> SOURCE RECORDS
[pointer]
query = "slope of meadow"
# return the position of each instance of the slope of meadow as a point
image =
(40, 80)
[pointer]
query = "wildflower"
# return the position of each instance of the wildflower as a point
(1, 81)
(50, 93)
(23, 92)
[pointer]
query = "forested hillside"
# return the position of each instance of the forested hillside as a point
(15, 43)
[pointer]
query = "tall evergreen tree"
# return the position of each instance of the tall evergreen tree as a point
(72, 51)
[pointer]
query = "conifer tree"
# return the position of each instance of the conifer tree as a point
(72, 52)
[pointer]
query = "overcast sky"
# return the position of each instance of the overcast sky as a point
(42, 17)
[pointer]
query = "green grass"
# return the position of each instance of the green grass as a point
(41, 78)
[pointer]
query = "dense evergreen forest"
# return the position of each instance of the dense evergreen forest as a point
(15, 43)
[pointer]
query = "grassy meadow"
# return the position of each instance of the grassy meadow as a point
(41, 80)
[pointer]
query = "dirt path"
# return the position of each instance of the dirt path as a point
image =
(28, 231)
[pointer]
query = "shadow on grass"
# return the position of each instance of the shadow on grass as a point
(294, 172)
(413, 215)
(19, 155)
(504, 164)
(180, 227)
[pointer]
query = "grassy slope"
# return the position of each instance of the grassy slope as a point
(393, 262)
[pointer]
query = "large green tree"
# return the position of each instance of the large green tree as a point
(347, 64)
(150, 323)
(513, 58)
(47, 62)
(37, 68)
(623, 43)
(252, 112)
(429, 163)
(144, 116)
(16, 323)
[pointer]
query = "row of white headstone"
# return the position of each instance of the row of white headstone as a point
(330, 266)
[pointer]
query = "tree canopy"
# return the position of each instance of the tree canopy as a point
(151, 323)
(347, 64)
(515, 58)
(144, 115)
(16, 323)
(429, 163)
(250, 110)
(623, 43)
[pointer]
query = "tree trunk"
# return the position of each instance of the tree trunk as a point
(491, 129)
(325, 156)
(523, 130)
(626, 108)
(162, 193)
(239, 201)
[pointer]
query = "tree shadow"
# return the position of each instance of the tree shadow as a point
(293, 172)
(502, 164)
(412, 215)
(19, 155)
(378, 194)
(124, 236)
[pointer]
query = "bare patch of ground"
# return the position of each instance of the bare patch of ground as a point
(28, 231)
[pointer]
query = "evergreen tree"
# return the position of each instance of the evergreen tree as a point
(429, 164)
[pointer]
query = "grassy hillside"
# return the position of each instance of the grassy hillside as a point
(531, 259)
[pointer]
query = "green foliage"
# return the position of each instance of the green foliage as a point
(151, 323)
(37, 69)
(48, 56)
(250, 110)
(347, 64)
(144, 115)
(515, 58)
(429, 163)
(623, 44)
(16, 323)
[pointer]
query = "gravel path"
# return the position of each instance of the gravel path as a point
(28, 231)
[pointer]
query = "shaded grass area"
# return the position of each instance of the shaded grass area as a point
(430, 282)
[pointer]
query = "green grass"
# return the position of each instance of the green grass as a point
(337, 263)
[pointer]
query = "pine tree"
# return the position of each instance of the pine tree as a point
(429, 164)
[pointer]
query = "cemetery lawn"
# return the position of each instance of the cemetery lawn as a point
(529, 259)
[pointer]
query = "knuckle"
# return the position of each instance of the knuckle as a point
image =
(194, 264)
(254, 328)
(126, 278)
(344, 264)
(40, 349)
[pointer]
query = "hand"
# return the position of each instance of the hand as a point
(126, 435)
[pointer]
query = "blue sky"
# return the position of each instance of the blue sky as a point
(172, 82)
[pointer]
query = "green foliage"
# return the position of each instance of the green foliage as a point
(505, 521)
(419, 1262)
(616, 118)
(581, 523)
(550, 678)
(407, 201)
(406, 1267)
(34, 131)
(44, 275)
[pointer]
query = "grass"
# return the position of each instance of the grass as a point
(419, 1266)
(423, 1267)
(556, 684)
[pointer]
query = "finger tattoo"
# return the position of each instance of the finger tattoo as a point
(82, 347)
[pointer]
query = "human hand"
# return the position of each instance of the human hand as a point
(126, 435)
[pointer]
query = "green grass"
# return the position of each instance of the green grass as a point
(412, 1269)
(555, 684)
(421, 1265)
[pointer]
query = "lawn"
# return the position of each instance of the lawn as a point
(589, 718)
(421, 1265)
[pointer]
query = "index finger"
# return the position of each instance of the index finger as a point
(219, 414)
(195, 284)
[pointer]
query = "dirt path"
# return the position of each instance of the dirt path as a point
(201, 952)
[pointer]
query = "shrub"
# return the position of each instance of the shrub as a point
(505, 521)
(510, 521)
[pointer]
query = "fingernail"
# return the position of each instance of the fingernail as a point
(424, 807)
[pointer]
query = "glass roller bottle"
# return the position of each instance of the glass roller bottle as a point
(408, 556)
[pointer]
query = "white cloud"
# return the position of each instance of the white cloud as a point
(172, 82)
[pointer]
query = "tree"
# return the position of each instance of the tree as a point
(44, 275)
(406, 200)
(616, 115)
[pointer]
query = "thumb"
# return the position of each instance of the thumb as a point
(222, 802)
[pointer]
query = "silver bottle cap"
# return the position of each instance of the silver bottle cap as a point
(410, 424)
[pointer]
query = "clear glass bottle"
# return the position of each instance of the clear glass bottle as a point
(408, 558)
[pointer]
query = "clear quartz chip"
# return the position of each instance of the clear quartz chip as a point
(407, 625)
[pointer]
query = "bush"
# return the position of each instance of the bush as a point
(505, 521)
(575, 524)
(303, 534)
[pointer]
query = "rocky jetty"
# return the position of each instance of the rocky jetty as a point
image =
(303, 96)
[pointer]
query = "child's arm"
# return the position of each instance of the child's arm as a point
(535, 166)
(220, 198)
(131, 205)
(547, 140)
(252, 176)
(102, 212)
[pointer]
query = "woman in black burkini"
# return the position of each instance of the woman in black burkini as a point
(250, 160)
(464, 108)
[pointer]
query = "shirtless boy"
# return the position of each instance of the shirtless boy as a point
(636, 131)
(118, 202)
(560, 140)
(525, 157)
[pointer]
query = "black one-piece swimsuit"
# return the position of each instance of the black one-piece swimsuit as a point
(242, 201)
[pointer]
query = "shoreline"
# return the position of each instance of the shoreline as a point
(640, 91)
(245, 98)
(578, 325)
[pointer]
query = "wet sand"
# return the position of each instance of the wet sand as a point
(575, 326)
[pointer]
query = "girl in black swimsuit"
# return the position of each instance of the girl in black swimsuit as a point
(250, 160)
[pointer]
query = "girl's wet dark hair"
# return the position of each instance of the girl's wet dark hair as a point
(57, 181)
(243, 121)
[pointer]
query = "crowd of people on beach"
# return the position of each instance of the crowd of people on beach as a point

> DIRECTIVE
Quote all the records exactly, please, leaving none out.

> FINAL RESULT
[pointer]
query = "slope of meadow"
# return the position of each instance of the slope of meadow as a point
image =
(40, 80)
[pointer]
query = "wildflower"
# return the position of each instance of the wildflower as a point
(1, 81)
(50, 93)
(23, 92)
[pointer]
query = "forested hillside"
# return the position of each instance of the forested hillside as a point
(15, 43)
[pointer]
query = "tall evergreen tree"
# return the position of each instance of the tall evergreen tree as a point
(72, 51)
[pointer]
query = "conifer tree"
# return the position of each instance of the conifer tree as a point
(72, 52)
[pointer]
query = "overcast sky"
# return the position of each instance of the overcast sky as a point
(42, 17)
[pointer]
query = "green grass"
# return the position of each instance of the green grass as a point
(41, 78)
[pointer]
query = "dense evergreen forest"
# return the position of each instance of the dense evergreen forest as a point
(15, 43)
[pointer]
query = "grassy meadow"
# return the position of each instance of the grassy meadow as a point
(41, 80)
[pointer]
query = "dirt path"
# return the position of each instance of the dirt path as a point
image =
(28, 231)
[pointer]
query = "shadow on grass"
# return the position of each instance of the shadow on grass as a point
(294, 172)
(413, 215)
(19, 155)
(504, 164)
(180, 227)
[pointer]
query = "grassy slope"
# return the position of each instance of the grassy slope as a point
(393, 262)
[pointer]
query = "large green tree"
# return the position of each instance of the large green tree as a point
(347, 64)
(150, 323)
(513, 58)
(47, 62)
(37, 68)
(623, 43)
(252, 112)
(429, 163)
(144, 116)
(16, 323)
[pointer]
query = "row of white headstone"
# return the position of each instance of the row of white headstone as a point
(330, 266)
[pointer]
query = "tree canopy"
# return the position of each instance of the tree canopy as a point
(151, 323)
(347, 64)
(515, 58)
(144, 115)
(16, 323)
(429, 163)
(250, 110)
(623, 43)
[pointer]
query = "tree trunk"
# return the position of each instance of the tree trunk as a point
(491, 129)
(325, 156)
(523, 130)
(626, 108)
(162, 193)
(239, 201)
[pointer]
query = "tree shadow"
# return the position of each instance of the tree shadow as a point
(293, 172)
(502, 164)
(412, 215)
(19, 155)
(378, 194)
(124, 236)
[pointer]
query = "bare patch of ground"
# return the position of each instance of the bare patch of ground as a point
(28, 231)
[pointer]
query = "evergreen tree"
# return the position of each instance of the evergreen tree as a point
(429, 164)
[pointer]
query = "grassy hillside"
# return the position of each instance of the grassy hillside as a point
(531, 259)
[pointer]
query = "green foliage"
# return the position of each instance of the green foliage as a point
(151, 323)
(37, 69)
(48, 56)
(250, 110)
(347, 64)
(144, 115)
(515, 58)
(429, 163)
(623, 44)
(16, 323)
[pointer]
query = "gravel path"
# return the position of each instance of the gravel path as a point
(28, 231)
[pointer]
query = "shaded grass area"
# return the position of each instance of the shaded grass area as a point
(430, 282)
[pointer]
query = "green grass"
# return the position of each instance of the green grass as a point
(337, 263)
[pointer]
query = "pine tree"
# return the position of each instance of the pine tree as a point
(429, 164)
[pointer]
query = "cemetery lawn"
# return the position of each instance of the cemetery lawn as a point
(529, 259)
[pointer]
query = "knuckle"
# return the position of each instance of the knuckle as a point
image =
(194, 264)
(254, 328)
(126, 278)
(344, 264)
(40, 349)
[pointer]
query = "hand"
# return the position of each instance of the hand as a point
(126, 435)
[pointer]
query = "blue sky"
# return the position of each instance of the blue sky as a point
(172, 82)
[pointer]
query = "green foliage"
# return the position of each instance of the green foliage as a point
(505, 521)
(419, 1262)
(616, 118)
(581, 523)
(550, 678)
(407, 201)
(406, 1267)
(34, 131)
(44, 275)
[pointer]
query = "grass"
# return the position of each instance of the grass as a point
(419, 1266)
(423, 1267)
(556, 684)
[pointer]
query = "finger tattoo"
# return the position of each instance of the finger tattoo as a point
(82, 347)
[pointer]
query = "human hand"
# return the position of each instance of the human hand as a point
(126, 435)
[pointer]
query = "green grass"
# return the position of each instance of the green grass as a point
(412, 1269)
(555, 684)
(421, 1265)
[pointer]
query = "lawn"
# return the position of each instance of the lawn as a point
(589, 718)
(421, 1265)
[pointer]
query = "index finger"
# return the position of each instance of the index finger as a point
(219, 414)
(195, 284)
[pointer]
query = "dirt path"
# return the position of each instance of the dirt path as a point
(201, 952)
[pointer]
query = "shrub"
# return the position of each instance of the shrub as a point
(505, 521)
(510, 521)
[pointer]
query = "fingernail"
# return the position of each instance of the fingernail as a point
(424, 807)
[pointer]
query = "glass roller bottle"
# return the position of each instance of the glass roller bottle as a point
(408, 556)
[pointer]
query = "white cloud"
# return the position of each instance of the white cloud as a point
(172, 82)
[pointer]
query = "tree"
# return the position of each instance of the tree as a point
(44, 275)
(406, 200)
(616, 115)
[pointer]
query = "thumb"
# return the position of each instance of the thumb as a point
(222, 802)
[pointer]
query = "silver bottle cap"
# return the position of each instance of the silver bottle cap as a point
(410, 424)
[pointer]
query = "clear glass bottle"
# return the position of each instance of the clear glass bottle as a point
(408, 558)
[pointer]
query = "clear quartz chip"
# return the position of each instance of the clear quartz chip as a point
(407, 625)
[pointer]
query = "bush"
# return the position of each instance of the bush as a point
(505, 521)
(575, 524)
(303, 534)
[pointer]
query = "rocky jetty"
# return the position of each instance of the rocky jetty as a point
image =
(303, 96)
[pointer]
query = "child's arm"
# return the position of each instance of the child's arm as a point
(535, 166)
(220, 198)
(131, 205)
(547, 140)
(252, 176)
(102, 212)
[pointer]
query = "woman in black burkini"
# return the position of each instance of the woman in black burkini as a point
(250, 160)
(464, 108)
[pointer]
query = "shirtless boy"
# return the position of each instance of the shirtless boy as a point
(636, 131)
(118, 202)
(560, 140)
(525, 157)
[pointer]
query = "black one-piece swimsuit"
# return the position of each instance of the black one-piece swimsuit as a point
(242, 201)
[pointer]
query = "shoreline"
# return the position of each instance of the shoreline as a point
(640, 91)
(245, 98)
(578, 325)
[pointer]
query = "wet sand"
# return the position of each instance of the wet sand as a point
(575, 326)
[pointer]
query = "girl in black swimsuit"
# return the position of each instance of the girl in black swimsuit as a point
(250, 160)
[pointer]
query = "girl's wet dark hair"
# return the position of each instance of the girl's wet dark hair as a point
(57, 181)
(243, 121)
[pointer]
query = "crowd of people on beach"
# return the position of each instance of the crowd of people on beach as a point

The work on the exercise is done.